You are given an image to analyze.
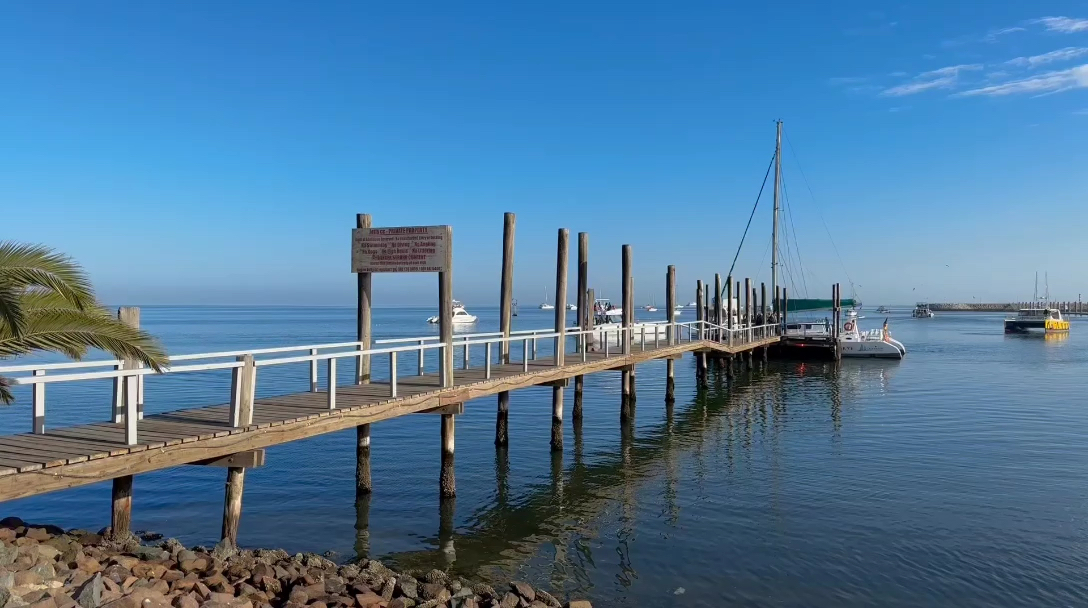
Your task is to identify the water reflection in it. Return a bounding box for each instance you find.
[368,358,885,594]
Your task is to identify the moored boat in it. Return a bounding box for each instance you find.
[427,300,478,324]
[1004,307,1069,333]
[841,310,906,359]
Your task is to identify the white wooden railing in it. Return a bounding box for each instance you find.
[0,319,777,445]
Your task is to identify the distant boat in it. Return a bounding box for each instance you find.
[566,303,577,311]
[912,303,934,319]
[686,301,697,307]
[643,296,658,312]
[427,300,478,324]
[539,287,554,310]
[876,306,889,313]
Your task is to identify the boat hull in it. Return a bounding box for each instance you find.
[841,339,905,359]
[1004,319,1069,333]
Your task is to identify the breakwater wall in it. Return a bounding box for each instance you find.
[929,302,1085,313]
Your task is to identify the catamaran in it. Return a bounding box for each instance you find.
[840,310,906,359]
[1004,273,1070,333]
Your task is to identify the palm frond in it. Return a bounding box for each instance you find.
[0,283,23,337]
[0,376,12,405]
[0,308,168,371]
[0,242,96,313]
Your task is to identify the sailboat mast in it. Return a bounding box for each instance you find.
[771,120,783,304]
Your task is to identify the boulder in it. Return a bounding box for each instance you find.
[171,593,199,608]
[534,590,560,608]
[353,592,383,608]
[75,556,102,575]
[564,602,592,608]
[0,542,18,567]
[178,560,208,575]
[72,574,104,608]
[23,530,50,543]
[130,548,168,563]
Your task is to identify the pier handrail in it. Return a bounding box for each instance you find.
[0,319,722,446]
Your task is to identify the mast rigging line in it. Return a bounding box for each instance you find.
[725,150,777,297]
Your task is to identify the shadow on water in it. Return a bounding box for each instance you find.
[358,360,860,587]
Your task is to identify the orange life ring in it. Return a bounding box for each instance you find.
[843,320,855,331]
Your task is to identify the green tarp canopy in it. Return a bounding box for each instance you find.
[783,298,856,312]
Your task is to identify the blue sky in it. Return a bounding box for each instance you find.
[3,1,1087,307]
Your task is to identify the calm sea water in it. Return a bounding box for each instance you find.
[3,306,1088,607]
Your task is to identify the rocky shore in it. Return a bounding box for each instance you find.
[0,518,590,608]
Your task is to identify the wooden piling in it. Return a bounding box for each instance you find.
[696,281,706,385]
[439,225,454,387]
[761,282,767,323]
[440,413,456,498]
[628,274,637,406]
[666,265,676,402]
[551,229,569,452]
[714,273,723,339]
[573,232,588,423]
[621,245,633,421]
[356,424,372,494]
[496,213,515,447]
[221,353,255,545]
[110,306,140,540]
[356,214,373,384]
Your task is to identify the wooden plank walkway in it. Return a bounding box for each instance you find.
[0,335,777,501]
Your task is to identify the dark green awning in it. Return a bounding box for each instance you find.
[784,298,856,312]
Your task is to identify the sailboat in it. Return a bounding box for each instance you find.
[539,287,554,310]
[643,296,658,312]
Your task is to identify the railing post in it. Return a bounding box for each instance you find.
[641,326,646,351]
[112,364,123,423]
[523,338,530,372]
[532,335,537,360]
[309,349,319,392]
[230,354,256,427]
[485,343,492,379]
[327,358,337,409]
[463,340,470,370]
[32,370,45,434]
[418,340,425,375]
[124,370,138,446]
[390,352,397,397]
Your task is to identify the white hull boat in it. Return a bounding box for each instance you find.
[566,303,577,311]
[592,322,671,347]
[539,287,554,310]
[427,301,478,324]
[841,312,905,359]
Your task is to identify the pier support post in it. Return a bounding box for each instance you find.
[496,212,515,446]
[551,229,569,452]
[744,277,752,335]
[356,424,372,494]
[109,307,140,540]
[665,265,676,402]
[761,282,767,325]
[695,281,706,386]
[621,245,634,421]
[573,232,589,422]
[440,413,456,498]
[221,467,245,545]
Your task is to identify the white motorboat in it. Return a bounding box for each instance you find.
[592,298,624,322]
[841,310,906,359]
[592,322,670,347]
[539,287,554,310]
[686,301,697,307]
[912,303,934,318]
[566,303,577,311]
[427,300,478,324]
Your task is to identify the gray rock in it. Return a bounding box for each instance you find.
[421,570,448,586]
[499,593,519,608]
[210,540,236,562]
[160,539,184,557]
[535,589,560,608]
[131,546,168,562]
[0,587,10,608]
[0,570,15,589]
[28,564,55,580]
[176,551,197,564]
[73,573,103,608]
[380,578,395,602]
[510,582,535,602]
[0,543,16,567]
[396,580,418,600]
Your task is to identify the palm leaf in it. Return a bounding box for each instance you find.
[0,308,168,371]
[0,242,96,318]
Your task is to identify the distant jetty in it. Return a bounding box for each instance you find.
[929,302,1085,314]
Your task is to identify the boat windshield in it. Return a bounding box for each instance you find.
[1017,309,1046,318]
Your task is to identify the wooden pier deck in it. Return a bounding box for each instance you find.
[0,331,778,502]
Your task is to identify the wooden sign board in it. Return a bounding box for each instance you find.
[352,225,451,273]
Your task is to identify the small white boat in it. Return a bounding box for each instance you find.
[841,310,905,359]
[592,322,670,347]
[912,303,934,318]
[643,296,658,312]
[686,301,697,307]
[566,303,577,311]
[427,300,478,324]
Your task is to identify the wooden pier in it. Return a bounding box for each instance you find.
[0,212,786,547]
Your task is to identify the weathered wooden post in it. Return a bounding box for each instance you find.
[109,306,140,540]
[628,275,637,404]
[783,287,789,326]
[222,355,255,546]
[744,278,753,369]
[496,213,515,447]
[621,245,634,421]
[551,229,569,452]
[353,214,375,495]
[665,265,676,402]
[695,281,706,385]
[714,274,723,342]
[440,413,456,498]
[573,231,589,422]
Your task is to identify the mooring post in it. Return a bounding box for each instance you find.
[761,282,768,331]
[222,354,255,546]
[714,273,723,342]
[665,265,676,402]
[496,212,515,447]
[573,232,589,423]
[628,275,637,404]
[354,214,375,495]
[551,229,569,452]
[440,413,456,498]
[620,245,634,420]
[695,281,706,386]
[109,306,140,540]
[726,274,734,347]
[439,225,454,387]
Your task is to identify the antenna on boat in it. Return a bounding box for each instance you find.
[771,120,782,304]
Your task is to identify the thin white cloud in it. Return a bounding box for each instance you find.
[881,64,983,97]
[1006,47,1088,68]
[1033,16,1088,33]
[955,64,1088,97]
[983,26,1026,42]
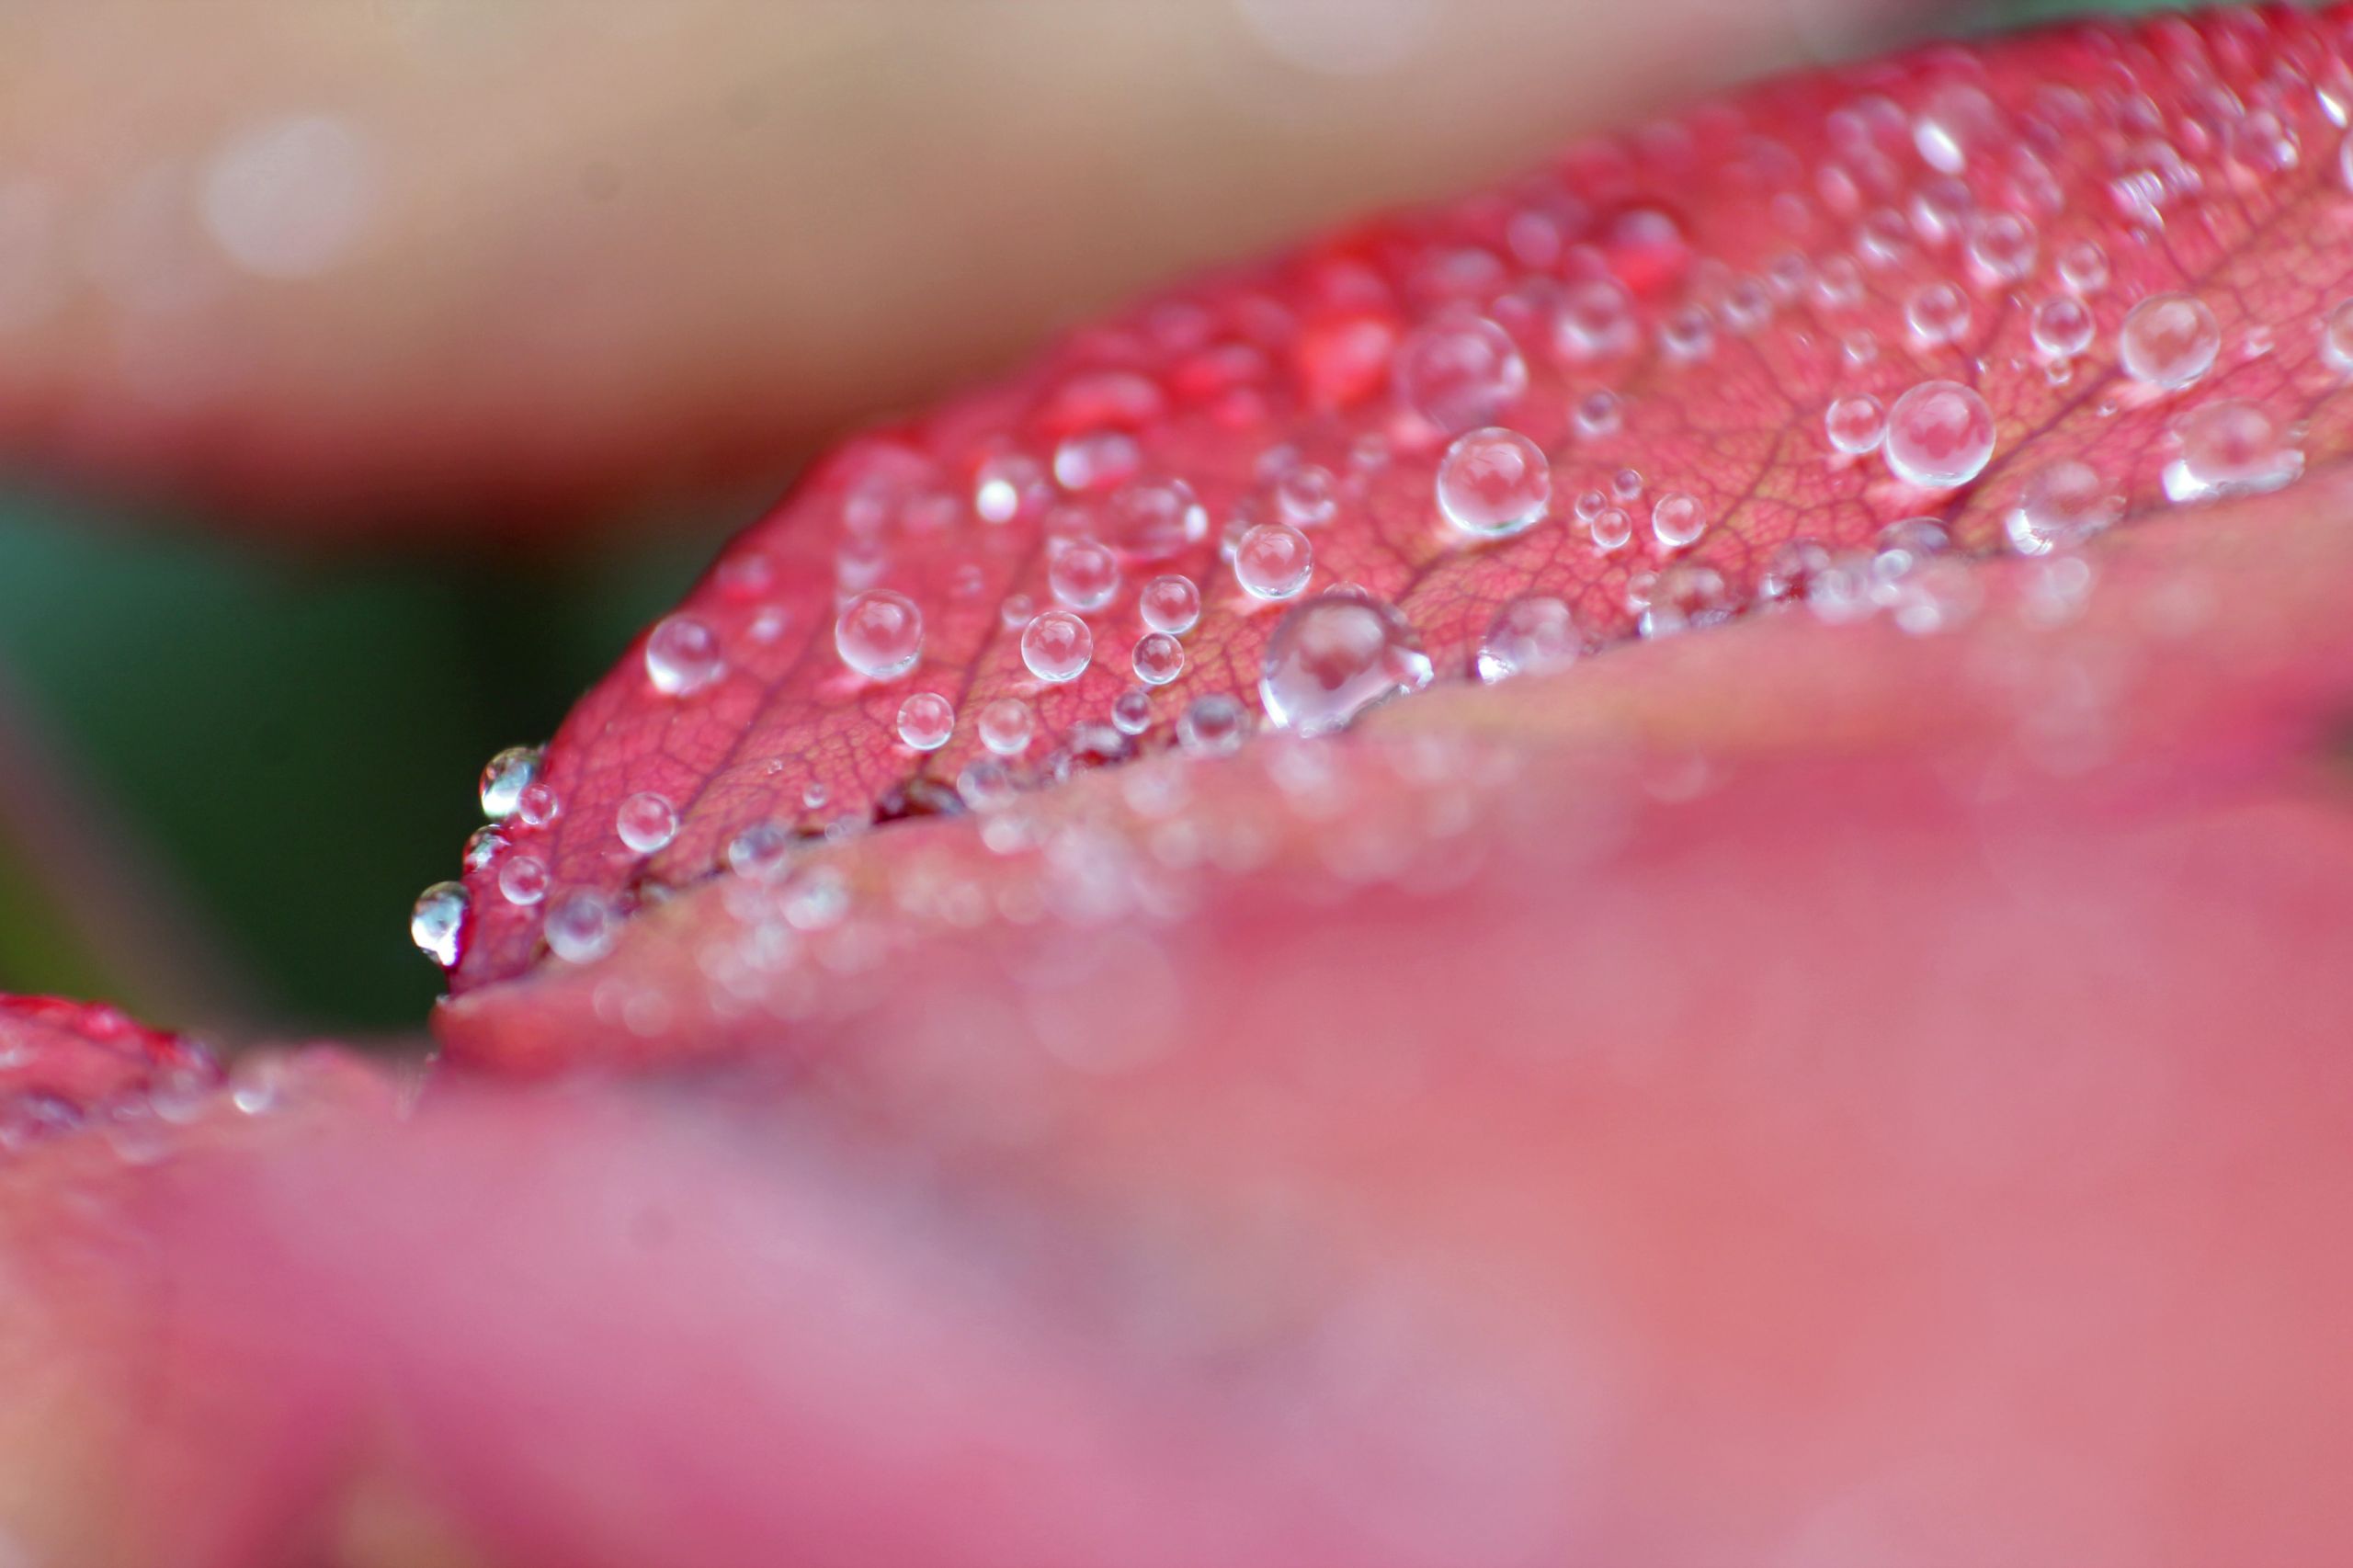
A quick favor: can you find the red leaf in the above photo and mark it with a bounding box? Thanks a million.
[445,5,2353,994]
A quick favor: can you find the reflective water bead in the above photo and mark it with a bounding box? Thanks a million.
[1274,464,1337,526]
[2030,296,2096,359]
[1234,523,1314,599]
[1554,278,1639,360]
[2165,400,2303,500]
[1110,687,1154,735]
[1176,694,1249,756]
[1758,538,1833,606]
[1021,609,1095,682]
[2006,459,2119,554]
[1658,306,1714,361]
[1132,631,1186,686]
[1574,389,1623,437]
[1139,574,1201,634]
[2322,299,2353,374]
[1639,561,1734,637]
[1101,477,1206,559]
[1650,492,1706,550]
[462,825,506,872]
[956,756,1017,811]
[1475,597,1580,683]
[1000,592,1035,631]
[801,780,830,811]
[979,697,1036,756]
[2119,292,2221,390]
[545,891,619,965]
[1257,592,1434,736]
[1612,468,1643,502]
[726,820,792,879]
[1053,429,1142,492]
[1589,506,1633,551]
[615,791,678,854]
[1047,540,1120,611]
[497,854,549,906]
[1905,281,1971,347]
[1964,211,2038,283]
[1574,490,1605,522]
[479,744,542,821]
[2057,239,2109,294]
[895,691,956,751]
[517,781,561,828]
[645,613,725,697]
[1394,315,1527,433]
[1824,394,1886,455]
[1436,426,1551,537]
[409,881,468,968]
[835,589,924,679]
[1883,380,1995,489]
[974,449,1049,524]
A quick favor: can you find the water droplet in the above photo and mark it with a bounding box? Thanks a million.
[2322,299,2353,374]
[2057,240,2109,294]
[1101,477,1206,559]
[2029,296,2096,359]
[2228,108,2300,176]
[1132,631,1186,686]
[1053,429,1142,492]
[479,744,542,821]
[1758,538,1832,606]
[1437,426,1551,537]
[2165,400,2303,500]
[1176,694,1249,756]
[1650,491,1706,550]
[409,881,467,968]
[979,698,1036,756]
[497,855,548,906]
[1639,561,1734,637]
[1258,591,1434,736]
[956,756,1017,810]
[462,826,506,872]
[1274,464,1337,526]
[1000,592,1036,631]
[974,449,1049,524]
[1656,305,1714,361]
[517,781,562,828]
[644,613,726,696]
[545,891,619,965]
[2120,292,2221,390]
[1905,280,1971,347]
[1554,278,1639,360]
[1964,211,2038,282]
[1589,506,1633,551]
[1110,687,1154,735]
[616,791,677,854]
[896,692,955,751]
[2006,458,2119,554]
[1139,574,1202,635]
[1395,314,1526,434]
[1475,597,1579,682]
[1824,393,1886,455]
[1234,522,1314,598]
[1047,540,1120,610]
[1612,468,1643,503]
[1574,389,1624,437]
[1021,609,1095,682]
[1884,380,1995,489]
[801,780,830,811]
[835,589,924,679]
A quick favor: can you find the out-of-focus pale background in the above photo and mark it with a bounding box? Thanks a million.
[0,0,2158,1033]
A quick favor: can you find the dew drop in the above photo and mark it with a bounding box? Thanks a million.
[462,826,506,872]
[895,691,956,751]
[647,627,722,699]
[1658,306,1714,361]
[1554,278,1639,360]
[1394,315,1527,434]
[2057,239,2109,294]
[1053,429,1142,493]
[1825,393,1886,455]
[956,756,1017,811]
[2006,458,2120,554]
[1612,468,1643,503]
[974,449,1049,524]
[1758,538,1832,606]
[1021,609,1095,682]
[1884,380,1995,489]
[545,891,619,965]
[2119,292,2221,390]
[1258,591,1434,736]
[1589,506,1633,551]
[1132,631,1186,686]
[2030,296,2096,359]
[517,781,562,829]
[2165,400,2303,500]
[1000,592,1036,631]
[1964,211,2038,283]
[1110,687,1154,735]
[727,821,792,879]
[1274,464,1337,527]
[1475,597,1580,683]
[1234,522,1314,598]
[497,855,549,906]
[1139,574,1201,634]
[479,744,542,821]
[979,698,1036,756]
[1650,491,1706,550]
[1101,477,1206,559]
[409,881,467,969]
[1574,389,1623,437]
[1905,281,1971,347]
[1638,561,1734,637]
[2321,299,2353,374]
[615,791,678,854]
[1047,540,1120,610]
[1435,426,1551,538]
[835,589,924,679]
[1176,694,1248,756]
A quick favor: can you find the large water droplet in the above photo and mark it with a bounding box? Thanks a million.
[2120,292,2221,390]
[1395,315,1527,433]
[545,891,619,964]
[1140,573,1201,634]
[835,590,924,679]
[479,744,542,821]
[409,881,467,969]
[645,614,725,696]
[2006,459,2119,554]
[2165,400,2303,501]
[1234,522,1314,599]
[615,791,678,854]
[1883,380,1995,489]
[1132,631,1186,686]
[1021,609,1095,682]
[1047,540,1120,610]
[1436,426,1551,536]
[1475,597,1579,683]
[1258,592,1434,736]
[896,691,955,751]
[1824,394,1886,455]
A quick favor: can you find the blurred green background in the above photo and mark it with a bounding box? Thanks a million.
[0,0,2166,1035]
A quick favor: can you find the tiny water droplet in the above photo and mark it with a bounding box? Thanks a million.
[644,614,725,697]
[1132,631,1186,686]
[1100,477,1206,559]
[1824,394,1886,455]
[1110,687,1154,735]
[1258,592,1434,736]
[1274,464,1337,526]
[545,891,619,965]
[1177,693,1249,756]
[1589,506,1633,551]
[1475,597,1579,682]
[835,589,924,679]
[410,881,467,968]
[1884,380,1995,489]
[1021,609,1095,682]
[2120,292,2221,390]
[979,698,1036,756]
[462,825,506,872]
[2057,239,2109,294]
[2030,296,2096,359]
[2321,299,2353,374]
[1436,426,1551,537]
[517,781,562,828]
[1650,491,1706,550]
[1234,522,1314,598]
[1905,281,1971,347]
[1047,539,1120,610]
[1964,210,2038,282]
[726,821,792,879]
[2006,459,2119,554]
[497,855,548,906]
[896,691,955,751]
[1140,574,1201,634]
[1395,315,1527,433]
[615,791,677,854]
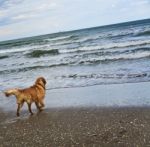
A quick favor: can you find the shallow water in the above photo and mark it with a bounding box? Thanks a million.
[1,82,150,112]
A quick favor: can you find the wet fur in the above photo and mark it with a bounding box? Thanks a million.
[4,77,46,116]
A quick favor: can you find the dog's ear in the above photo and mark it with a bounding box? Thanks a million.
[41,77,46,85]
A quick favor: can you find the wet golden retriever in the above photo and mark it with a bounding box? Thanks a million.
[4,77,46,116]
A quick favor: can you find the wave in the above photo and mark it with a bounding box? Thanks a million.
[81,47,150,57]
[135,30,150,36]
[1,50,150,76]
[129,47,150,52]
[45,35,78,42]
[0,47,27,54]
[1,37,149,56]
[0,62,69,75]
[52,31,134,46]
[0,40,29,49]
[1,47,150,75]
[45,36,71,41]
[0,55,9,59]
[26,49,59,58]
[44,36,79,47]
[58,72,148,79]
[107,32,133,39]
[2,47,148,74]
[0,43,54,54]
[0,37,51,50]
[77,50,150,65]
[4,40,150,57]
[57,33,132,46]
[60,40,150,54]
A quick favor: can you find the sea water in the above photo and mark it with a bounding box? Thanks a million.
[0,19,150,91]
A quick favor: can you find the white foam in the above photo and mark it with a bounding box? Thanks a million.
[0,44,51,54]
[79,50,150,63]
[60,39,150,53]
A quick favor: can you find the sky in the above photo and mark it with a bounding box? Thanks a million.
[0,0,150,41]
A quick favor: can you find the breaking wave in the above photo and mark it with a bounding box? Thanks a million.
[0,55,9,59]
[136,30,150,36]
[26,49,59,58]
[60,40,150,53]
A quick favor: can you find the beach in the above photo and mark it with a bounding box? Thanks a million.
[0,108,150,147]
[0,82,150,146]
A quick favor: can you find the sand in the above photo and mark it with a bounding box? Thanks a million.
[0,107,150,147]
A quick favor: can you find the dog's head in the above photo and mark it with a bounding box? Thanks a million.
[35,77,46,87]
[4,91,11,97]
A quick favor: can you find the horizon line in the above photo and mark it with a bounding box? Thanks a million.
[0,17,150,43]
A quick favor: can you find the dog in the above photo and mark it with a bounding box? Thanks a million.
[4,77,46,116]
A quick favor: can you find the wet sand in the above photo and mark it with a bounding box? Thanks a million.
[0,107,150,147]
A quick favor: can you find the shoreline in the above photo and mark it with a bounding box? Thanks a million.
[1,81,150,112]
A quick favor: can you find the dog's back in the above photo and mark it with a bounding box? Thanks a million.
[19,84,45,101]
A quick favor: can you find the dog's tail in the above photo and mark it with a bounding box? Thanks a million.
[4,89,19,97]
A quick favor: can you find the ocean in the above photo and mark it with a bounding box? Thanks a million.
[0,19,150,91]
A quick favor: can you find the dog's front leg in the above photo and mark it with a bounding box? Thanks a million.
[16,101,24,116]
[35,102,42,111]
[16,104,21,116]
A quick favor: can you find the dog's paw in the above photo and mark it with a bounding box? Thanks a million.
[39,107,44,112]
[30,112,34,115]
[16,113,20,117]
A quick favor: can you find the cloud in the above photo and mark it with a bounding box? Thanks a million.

:::

Please print exactly the lines from the one containing "A quick favor: can you find the breaking" through the last line of the material.

A quick favor: can you find the breaking wave in the above photo and mark it with a bounding box? Thanks a million.
[0,55,9,59]
[136,30,150,36]
[26,49,59,58]
[60,40,150,53]
A quick favor: can you find the beach in the above photo and mark it with a bounding box? Thanks a million.
[0,108,150,147]
[0,82,150,146]
A quick favor: can you find the sand in the above photo and mark it with a bounding box? Thanks a million.
[0,107,150,147]
A quick favor: can you find the dog's head in the above photo and mark it with a bounding box? Thanks a million.
[35,77,46,87]
[4,91,11,97]
A quick favor: can you find the horizon line in the above photo and mark it with a bounding box? Thanks a million.
[0,17,150,43]
A quick favor: can you find the dog in the above photo and mark it with a bounding box? Thanks a million.
[4,77,46,116]
A quick favor: can you find the wet sand in the above photo and mark it with a bounding box? Thanks a million.
[0,107,150,147]
A quick favor: can you find the shoreline in the above photo and mark it with a bounding box? Thanks a million.
[1,81,150,112]
A quick favor: can you find the dog's back in the above photo and mark it with a bounding box? Thanks a million.
[19,84,45,101]
A quick favor: can you find the dog's tail in the above photo and mark it with a bounding box? Thanks a million.
[4,89,19,97]
A quick favor: can you find the ocean in the above photo and mark it with a bounding box? Thanks a million.
[0,19,150,91]
A quick favor: can you find the dog's front leg in the above photo and mark it with a bounding box? Thanks a million.
[16,101,24,116]
[35,102,42,111]
[16,104,21,116]
A quick favor: can you find the dog's paw in the above photo and mark it with a bounding box? Thanks a million.
[39,107,44,112]
[30,112,34,115]
[16,113,20,117]
A quick favor: can you find the cloud in the above photo and mark it with a bounding box? Thanks a million.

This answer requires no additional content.